What is asked
Reproduce each of the following records verbatim, line for line.

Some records
----------------------------------------

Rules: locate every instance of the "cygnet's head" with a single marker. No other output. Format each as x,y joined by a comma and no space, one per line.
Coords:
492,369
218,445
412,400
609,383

----------------------------------------

Exercise answer
Rules: locate every instance of the "cygnet's head" with a single marker. No other output. Format each as x,y joined by a comma and no space, one per line.
Coords:
492,369
218,445
412,400
609,383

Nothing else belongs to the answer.